» **SET EXERCISE**
From the projection design excerpt below, list the four kinds of sound it says the show contains.

** BEGIN PAGE EXCERPT **

On the technical design side, I had to come up with a projection system that could cover these surfaces from the front, back, and top while feeding four cameras to any of them, ideally after having manipulated the image via software to fit color and size of the surface. It took a while, and numerous changes were made during the two weeks of technical rehearsals. While all this may sound very complex and bold, there was never any way to backtrack after the set had been designed, and I realized from watching the rehearsals that visually, most evocations of locations and suggestions of underlying themes would be provided through projections.

Sounds and images were crucially interwoven, and no element works quite without the other, thanks to working with sound designer Chris Shutt. There are a multitude of voiceovers and soundscapes, as well as effects and live music. Lighting is used to pull focus, illuminate, and create individual spaces for the performers, but it does not provide any color (all is warm, open white tungsten). As a consequence, the worlds our characters inhabit are evoked largely with sound, set, and projections.

Touring The Number

I cannot make an idea visually work without the right tools, and given the size of the show, what may have been possible with three small projectors and some clever VJ software on a small Off-Off Broadway stage takes on a different dimension when touring 1,000-plus seat auditoriums around the world. I also have to allow for the fact that the show constantly changes and evolves, because that is the way Complicite works. Every technical rehearsal is also another creative process, and the show will be different in each venue, if not each day. Choosing the right equipment for touring such a show, as well as the staff that implements the design in each venue, becomes a crucial and slightly tricky task. I have been lucky working with people who want to do this kind of work.

Initially, I had a variety of different projectors owing to lens characteristics, noise considerations, and rigging options. I also had two different media servers providing visual effects and playback (Catalyst V4 HD and Hippotizer V3). For the second tour, I have unified everything in the hope of being able to have it up and running in remote locations, like southern India, where propriety hardware and software is hard to come by quickly.

** END PAGE EXCERPT **
** BEGIN SUPPLIED DATA **

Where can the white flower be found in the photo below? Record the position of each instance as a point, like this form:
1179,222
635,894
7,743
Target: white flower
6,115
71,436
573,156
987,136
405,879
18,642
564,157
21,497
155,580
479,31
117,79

** END SUPPLIED DATA **
** BEGIN SUPPLIED DATA **

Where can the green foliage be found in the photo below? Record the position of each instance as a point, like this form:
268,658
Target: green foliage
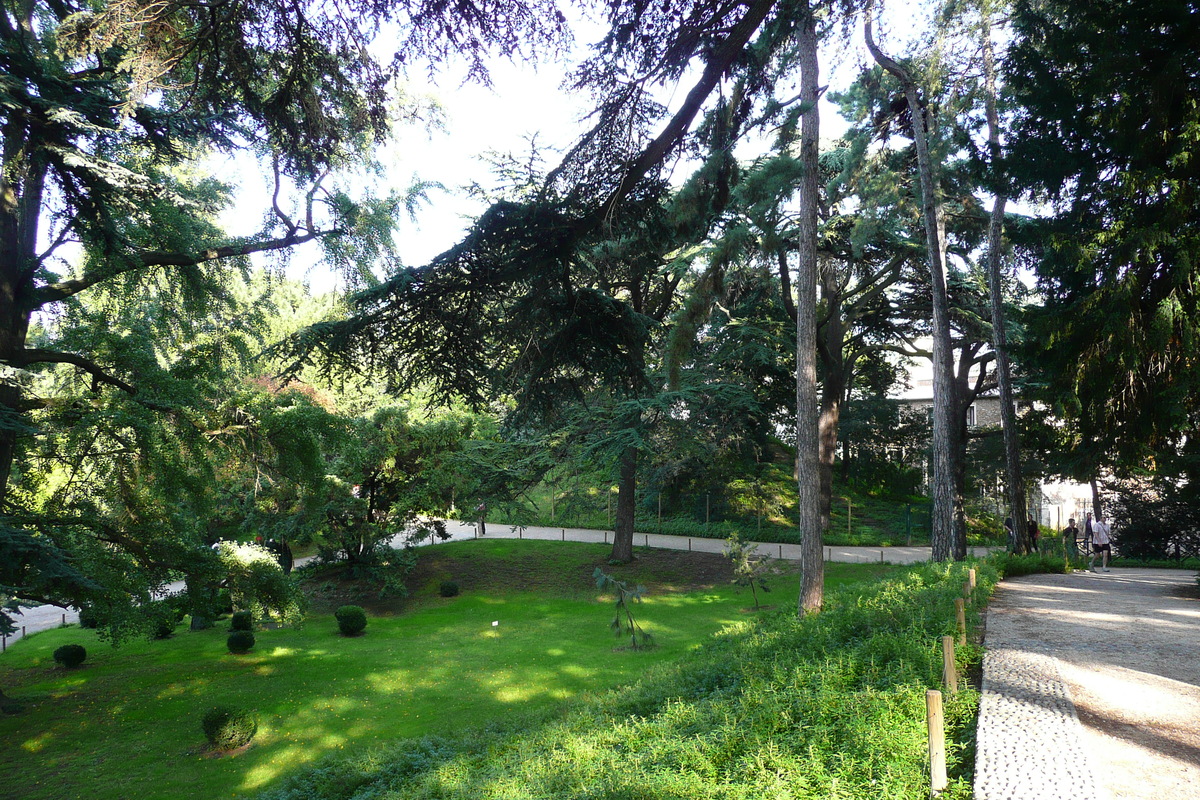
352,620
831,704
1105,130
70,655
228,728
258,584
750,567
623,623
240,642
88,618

** END SUPPLIED DATA **

» **REPLY**
Voiceovers, soundscapes, effects, live music